Can you write out every line of the records below with "position given as" swapped for "location given as" and nothing else changed? Leave out the pictures.

··· RECORDS FOR THIS TASK

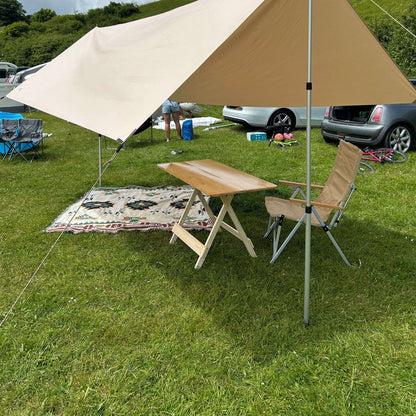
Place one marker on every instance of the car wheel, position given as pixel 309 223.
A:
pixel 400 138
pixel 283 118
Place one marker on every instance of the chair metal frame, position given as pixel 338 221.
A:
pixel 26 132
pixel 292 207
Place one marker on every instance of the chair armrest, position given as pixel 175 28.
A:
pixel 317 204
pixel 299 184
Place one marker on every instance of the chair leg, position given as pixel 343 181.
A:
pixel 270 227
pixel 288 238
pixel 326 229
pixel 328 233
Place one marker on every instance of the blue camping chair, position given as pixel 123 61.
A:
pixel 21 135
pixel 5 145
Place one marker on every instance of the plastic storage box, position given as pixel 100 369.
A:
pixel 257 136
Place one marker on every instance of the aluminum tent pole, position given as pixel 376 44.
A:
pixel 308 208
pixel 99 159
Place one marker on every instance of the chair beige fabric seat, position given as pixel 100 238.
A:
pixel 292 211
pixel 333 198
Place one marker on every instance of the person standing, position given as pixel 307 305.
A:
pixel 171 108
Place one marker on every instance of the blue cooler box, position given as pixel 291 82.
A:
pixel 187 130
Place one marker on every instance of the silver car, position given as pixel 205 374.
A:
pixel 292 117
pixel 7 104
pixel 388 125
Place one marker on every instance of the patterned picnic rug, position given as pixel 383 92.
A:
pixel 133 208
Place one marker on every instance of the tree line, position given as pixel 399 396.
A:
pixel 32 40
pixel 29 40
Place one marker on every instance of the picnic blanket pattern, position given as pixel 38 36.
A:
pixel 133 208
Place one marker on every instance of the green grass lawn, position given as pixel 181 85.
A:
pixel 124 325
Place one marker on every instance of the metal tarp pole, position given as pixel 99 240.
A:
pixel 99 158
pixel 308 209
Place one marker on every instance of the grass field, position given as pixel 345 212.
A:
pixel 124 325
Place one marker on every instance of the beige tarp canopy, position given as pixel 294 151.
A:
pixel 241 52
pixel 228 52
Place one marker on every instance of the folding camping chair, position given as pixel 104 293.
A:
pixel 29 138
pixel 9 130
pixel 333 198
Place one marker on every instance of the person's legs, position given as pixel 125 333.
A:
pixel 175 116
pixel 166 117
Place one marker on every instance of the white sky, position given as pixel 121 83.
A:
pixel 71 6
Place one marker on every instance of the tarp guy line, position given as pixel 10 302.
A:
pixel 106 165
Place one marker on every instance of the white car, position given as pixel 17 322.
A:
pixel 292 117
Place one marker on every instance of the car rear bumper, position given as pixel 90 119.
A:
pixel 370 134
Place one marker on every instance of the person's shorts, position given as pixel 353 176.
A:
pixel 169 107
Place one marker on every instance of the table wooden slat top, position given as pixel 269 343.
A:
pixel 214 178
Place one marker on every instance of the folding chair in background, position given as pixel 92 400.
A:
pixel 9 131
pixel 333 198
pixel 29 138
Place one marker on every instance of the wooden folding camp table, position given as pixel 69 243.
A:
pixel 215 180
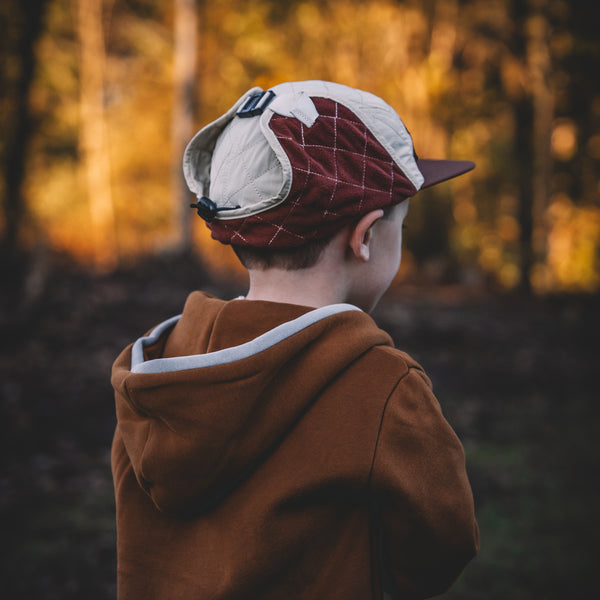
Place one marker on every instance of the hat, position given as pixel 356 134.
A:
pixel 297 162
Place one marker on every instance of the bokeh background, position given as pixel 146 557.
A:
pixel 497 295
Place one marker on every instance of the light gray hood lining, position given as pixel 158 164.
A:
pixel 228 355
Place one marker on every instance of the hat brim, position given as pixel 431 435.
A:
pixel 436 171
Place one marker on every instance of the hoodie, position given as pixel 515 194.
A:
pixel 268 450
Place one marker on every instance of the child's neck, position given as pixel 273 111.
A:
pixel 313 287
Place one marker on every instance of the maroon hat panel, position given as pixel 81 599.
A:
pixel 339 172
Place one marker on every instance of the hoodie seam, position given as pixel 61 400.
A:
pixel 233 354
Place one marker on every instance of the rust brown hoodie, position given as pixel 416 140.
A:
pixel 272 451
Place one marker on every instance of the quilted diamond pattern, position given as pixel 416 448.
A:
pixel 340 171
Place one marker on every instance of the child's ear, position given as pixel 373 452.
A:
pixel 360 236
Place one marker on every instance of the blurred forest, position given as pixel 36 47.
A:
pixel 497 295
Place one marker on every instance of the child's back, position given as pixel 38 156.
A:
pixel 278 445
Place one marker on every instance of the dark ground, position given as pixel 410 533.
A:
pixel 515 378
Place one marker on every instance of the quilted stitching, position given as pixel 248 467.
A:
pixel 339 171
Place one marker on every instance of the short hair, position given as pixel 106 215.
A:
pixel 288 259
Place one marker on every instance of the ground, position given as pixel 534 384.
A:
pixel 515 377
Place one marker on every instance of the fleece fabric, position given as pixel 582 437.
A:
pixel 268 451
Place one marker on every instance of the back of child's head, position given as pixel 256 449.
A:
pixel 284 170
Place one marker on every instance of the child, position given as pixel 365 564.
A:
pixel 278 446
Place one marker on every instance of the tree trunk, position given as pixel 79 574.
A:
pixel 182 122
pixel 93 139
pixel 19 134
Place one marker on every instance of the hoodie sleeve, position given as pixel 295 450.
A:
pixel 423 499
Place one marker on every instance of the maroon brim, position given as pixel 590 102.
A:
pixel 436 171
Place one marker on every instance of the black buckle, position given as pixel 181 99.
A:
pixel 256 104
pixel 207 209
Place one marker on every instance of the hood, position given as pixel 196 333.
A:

······

### ANSWER TO THIS TASK
Place one marker on every instance of the car wheel, location given as pixel 309 223.
A:
pixel 400 138
pixel 283 118
Place one marker on every instance of the chair metal frame, location given as pixel 338 221.
A:
pixel 26 132
pixel 292 207
Place one marker on every instance of the chair armrest, location given as pixel 175 28.
A:
pixel 317 204
pixel 299 184
Place one marker on every instance of the chair leg, location given as pixel 343 181.
A:
pixel 270 227
pixel 288 238
pixel 326 229
pixel 328 233
Place one marker on every instance of the blue camping chair, location given as pixel 123 61.
A:
pixel 21 135
pixel 5 145
Place one marker on every instance of the plastic storage box, location given as pixel 100 369.
A:
pixel 257 136
Place one marker on every instance of the aluminum tent pole, location given as pixel 376 44.
A:
pixel 308 208
pixel 99 159
Place one marker on every instance of the chair beige fabric seat, location given as pixel 100 238.
A:
pixel 292 211
pixel 333 198
Place one marker on every instance of the person standing, location given as pixel 307 305.
A:
pixel 171 108
Place one marker on every instance of the blue cooler box, location given as pixel 291 82.
A:
pixel 187 130
Place one marker on every instance of the silver car, location given as pixel 205 374.
A:
pixel 292 117
pixel 7 104
pixel 388 125
Place one marker on every instance of the patterned picnic rug, location given as pixel 383 92.
A:
pixel 133 208
Place one marker on every instance of the tree line, location given as pixel 399 396.
A:
pixel 32 40
pixel 29 40
Place one marker on every instance of the picnic blanket pattern, location given as pixel 38 36.
A:
pixel 133 208
Place one marker on every instance of the green grass lawn, location given as pixel 181 85.
A:
pixel 124 325
Place one marker on every instance of the metal tarp pole, location given as pixel 99 240.
A:
pixel 99 158
pixel 308 209
Place one marker on every instance of the grass field, location given as pixel 345 212.
A:
pixel 124 325
Place one marker on every instance of the beige tarp canopy, location given as pixel 294 151.
A:
pixel 241 52
pixel 228 52
Place one marker on every instance of the folding camping chair, location given as pixel 104 293.
A:
pixel 29 138
pixel 9 130
pixel 333 198
Place one marker on every instance of the person's legs, location given as pixel 125 333.
A:
pixel 175 116
pixel 166 117
Place one marker on every instance of the white sky, location given as pixel 121 83.
A:
pixel 71 6
Place one marker on every instance of the tarp guy line, location given as pixel 10 302.
A:
pixel 106 165
Place one marker on every instance of the white car, location given as pixel 17 322.
A:
pixel 292 117
Place one marker on every instance of the car rear bumper, location given as pixel 90 119.
A:
pixel 370 134
Place one marker on every instance of the person's shorts, location given as pixel 353 176.
A:
pixel 169 107
Place one marker on every instance of the table wooden slat top, location given as pixel 269 343.
A:
pixel 214 178
Place one marker on every instance of the folding chair in background, location given as pixel 92 400.
A:
pixel 9 131
pixel 333 198
pixel 29 138
Place one marker on every instance of the wooden folding camp table, location given as pixel 69 243.
A:
pixel 215 180
Place one marker on every instance of the hat, location given as pixel 356 134.
A:
pixel 297 162
Place one marker on every instance of the bokeh background, location given as pixel 146 557.
A:
pixel 497 295
Place one marker on every instance of the light gray hood lining, location given as pixel 158 164.
A:
pixel 228 355
Place one marker on every instance of the hat brim, location given as pixel 431 435.
A:
pixel 436 171
Place one marker on every instance of the hoodie, location given as pixel 515 194.
A:
pixel 268 450
Place one marker on every instance of the child's neck, location given as pixel 273 111.
A:
pixel 313 287
Place one marker on every instance of the maroon hat panel, location given as pixel 81 599.
A:
pixel 339 172
Place one marker on every instance of the hoodie seam, location given as pixel 61 400.
A:
pixel 233 354
Place one marker on every instance of the rust brown hoodie, location given as pixel 416 140.
A:
pixel 272 451
Place one marker on every instance of the quilted diamond pattern, location given as pixel 416 448.
A:
pixel 340 171
Place one marker on every instance of the child's ear, location given as pixel 373 452.
A:
pixel 360 236
Place one marker on every instance of the blurred forest, location given as pixel 36 47.
A:
pixel 497 295
Place one marker on every instance of the child's back, location given as pixel 38 156.
A:
pixel 278 445
Place one marker on every instance of the dark ground, location given as pixel 410 533.
A:
pixel 515 378
Place one marker on every instance of the quilted stitching, location given as pixel 248 467.
A:
pixel 339 171
Place one marker on every instance of the short hair, location given as pixel 106 215.
A:
pixel 288 259
Place one marker on every instance of the ground, location given as pixel 534 384.
A:
pixel 515 377
Place one marker on every instance of the fleece fabric, location given as pixel 582 437.
A:
pixel 268 451
Place one marker on every instance of the back of child's head, location given as pixel 256 449.
A:
pixel 284 170
Place one marker on every instance of the child, location given as pixel 365 564.
A:
pixel 278 446
Place one marker on every instance of the tree trunk, location given as pixel 79 574.
A:
pixel 182 122
pixel 93 139
pixel 19 134
Place one marker on every instance of the hoodie sleeve, location given as pixel 295 450.
A:
pixel 423 499
Place one marker on every instance of the maroon brim, location given as pixel 590 102.
A:
pixel 436 171
Place one marker on every instance of the black buckle, location given as pixel 181 99.
A:
pixel 256 104
pixel 207 209
Place one marker on every instance of the hood, location given as pixel 196 333.
A:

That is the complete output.